[EXTRACTED ENTRIES Boundary: Start]
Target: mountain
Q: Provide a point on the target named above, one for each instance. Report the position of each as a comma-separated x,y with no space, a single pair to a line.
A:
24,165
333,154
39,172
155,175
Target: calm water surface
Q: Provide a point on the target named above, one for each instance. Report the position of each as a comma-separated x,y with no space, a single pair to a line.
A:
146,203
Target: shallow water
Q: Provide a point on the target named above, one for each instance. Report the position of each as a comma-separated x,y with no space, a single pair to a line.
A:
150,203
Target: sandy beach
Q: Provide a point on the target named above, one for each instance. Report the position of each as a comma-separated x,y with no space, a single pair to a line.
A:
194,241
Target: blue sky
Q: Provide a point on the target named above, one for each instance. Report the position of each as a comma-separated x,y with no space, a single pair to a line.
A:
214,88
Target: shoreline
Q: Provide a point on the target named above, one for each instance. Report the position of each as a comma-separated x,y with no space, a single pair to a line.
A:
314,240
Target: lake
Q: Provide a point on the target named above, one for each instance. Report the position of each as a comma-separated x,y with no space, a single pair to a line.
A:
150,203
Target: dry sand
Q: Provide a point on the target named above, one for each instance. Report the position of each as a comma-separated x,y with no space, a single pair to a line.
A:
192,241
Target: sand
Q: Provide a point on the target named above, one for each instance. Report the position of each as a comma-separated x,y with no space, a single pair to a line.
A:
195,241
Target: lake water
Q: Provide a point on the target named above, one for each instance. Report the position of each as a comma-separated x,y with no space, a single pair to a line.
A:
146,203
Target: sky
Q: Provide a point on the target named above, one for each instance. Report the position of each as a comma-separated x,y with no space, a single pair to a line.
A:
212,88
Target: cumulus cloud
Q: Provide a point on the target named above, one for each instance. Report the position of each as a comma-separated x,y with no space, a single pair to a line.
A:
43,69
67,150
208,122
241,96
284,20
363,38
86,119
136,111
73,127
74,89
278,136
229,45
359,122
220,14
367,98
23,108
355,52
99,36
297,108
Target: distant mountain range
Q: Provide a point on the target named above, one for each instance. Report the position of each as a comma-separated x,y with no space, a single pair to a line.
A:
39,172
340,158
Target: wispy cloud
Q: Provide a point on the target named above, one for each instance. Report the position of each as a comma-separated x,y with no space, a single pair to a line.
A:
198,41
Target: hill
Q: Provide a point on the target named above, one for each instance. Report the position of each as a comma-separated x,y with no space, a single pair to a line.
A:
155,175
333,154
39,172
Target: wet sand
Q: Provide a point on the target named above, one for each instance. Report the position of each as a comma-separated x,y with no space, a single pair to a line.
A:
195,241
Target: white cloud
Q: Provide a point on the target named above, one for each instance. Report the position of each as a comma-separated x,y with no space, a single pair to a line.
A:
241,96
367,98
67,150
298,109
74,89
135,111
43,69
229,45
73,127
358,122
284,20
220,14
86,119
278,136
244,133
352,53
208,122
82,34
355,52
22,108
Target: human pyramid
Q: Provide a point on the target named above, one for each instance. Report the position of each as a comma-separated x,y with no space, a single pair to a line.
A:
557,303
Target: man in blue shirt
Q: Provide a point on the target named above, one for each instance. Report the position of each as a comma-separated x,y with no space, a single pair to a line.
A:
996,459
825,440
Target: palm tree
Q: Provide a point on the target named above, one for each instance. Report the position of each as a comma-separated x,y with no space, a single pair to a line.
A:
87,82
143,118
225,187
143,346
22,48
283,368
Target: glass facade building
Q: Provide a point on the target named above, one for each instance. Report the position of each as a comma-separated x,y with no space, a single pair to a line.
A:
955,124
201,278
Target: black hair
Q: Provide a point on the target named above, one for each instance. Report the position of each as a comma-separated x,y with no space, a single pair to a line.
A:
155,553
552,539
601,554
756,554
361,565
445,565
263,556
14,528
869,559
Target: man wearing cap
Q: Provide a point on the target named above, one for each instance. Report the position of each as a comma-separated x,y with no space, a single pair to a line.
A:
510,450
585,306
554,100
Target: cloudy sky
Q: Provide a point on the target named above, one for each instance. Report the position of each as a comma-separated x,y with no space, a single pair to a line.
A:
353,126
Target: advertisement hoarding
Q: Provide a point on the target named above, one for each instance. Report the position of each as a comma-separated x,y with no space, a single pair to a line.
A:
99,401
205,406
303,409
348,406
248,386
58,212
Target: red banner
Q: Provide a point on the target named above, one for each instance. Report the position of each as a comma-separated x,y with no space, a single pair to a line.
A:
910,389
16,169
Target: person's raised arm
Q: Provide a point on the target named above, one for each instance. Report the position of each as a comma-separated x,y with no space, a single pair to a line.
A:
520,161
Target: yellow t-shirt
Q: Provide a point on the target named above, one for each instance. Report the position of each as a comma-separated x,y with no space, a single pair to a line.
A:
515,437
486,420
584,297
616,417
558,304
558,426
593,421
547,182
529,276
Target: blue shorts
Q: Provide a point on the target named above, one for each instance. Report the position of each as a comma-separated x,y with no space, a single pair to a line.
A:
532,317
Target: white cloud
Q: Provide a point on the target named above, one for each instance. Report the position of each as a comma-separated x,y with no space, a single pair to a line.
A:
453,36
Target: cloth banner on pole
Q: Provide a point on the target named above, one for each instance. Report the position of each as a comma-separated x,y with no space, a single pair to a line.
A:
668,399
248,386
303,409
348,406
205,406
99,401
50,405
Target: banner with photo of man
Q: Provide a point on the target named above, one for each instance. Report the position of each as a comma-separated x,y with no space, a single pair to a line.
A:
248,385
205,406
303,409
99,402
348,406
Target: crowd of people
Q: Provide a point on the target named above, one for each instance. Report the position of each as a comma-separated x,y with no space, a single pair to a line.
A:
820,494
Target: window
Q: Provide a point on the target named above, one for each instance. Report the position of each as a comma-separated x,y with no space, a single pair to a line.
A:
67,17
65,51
[EXTRACTED ENTRIES Boundary: End]
WHAT THE EXERCISE ASKS
Retype all of the data exactly. Leave nothing out.

EXERCISE RESPONSE
Target: mountain
Q: Provide a point on the target named above, one for each instance. Report the position of each as a comma-separated x,y with no space, a single pair to a line.
A:
24,165
333,154
39,172
155,175
Target: calm water surface
Q: Provide a point on the target named above, one for each instance. Report the position of each as a comma-separated x,y with no space, a single pair to a line.
A:
146,203
Target: shallow water
Q: Provide a point on the target named above, one for each instance. Report the position of each as a comma-separated x,y with no space, a single pair to a line.
A:
150,203
Target: sandy beach
Q: Provide a point on the target named above, one for each instance. Report the position of each as a comma-separated x,y with no space, a single pair to a line.
A:
194,241
Target: blue sky
Q: Provide a point on the target named above, one for each instance. Report the position of each as a comma-separated x,y with no space, a single pair to a line.
A:
214,88
Target: shoreline
Q: Provide a point on the target named above, one for each instance. Report the position of each as a comma-separated x,y with no space, a single pair to a line.
A:
314,240
Target: lake
Q: Provide a point on the target named above, one for each instance. Report the position of each as a comma-separated x,y with no space, a single pair to a line.
A:
150,203
Target: dry sand
Q: Provide a point on the target named above, one for each instance. Report the position of each as a comma-separated x,y with no space, a single pair to a line.
A:
192,241
Target: sand
Q: Provide a point on the target named above, one for each instance. Report the position of each as a comma-separated x,y with no space, a single pair to a line.
A:
195,241
Target: lake water
Q: Provide a point on the target named above, one for each instance. Report the position of each as a comma-separated x,y with no space, a single pair to a line.
A:
146,203
Target: sky
Q: Provide a point on the target named above, one for each instance. Report the position of each as a comma-separated x,y with no space, a single pair to a line.
A:
212,88
Target: cumulus cloud
Q: Provide a point on the target named above, one for each instance. Report the position of each as a comma-separated x,y with no space, a single pair to a line.
A:
43,69
67,150
208,122
241,96
284,20
363,38
86,119
136,111
73,127
74,89
278,136
229,45
359,122
220,14
367,98
23,108
355,52
99,36
297,108
Target: distant mountain range
Q: Provide a point on the target named above, one for each instance. Report the position of each as a comma-separated x,y with no space, a single pair to a line.
A:
39,172
340,158
Target: wispy cloud
Q: Provide a point on the target named above, one for each instance. Report the position of each as a comma-separated x,y with no space, a single pair to a line.
A:
198,41
Target: hill
Q: Provide a point on the target named above, one for each instance. Report the position of each as a comma-separated x,y with no space, a single pair to a line.
A:
155,175
333,154
39,172
Target: wet sand
Q: Provide a point on the target named above, one for each instance. Report the position of each as a comma-separated x,y with no space, a single pair to a line.
A:
195,241
Target: white cloud
Q: Provide a point on the target named above, one for each instance. Report the position of each as a comma-separated x,y with no space, a single pair to a line.
A:
241,96
367,98
67,150
298,109
74,89
135,111
43,69
229,45
73,127
358,122
284,20
220,14
86,119
278,136
244,133
352,53
208,122
82,34
355,52
22,108
Target: human pyramid
Q: Provide a point on the target named above, one for each instance. Report the position of each as a comma-separated x,y with no space, a single pair to a line.
A:
557,303
Target: man in blue shirt
Q: Provide a point on the target named above, one for each instance. Report the position of each as a comma-separated x,y with no space, a single pair to a line.
A:
996,459
825,440
Target: palm tree
Q: Provide a point on the target named above, one for each instance. Report the position of each as a comma-separated x,y with no space, a single pair to a line.
A:
87,82
143,118
225,187
143,346
22,48
283,368
Target: glass facade building
Q: Provide a point on the target named above, one for each instance. Report the position of each as a comma-separated x,y with no space, a single pair to a line.
A:
955,124
201,278
Target: black hair
Q: Provide a point on the target named above, one for each instance. Report the position of each as a comma-separated x,y with no space, a single pair to a line.
A:
155,553
552,539
601,554
756,554
361,565
445,565
263,556
14,528
869,559
Target: man wearing cap
Q: Provide a point on the target named above, one for each instance. Report the position of each as a comma-separated x,y with no space, a single pair to a line.
A:
510,450
585,306
554,100
Target: cloudy sky
Q: Provide a point on the target named above, one for each instance. Report the position of each as a comma-separated x,y with no space, a single pair to a line.
A:
353,126
Target: advertisement hoarding
Q: Provide a point on the target named above, one for each instance. Report the position of each as a comma-separated x,y with no space, a single pair to a line.
A:
99,401
205,406
303,409
348,406
248,386
58,212
Target: red banner
Q: Provide a point on the target named above, one for each instance. Report the position of each as a comma-separated x,y with no space, a single pair to a line.
A:
910,389
16,169
Target: person's raised arm
Q: Provide a point on the target named above, one for each instance. Report the position of each as a comma-separated x,y with no space, a single pair to a line.
A:
520,161
Target: yellow t-shirt
Q: Provide a point on the target named above, one for each instance. Report the position of each as a comma-separated x,y with no space, a single pair to a line.
A:
515,437
486,420
584,297
616,417
558,304
558,426
593,421
547,182
529,276
Target: blue shorts
Q: Provide a point on the target named above, one for each instance. Report the position of each as a comma-separated x,y with no space, a single pair to a line.
A:
532,317
Target: white cloud
Q: Provide a point on the target named above, one for each instance. Report the position of each as a comma-separated x,y with no space, a single pair to a line.
A:
453,36
Target: cloth banner on pole
Q: Provide a point on the target named above, one for each instance. Report the position of each as a comma-separated x,y with no space, a single pair to a line.
A:
668,399
248,386
303,409
348,406
205,406
99,401
50,405
Target: banner with photo of man
Q: Provide a point on the target named above, one for each instance. Report the position of each as a comma-separated x,y with no space, a single pair to a line.
A:
248,385
205,406
303,409
99,402
348,406
Target: crowd of people
Q: Provide a point on the target named above, one for each instance. Report the position of each as a comma-separated x,y with no space, a single pair to a line.
A:
820,494
Target: window
Q: Provide a point on the target named above, one for each instance. Report the position of each as a comma-separated x,y with no space, a single pair to a line.
A:
67,17
65,51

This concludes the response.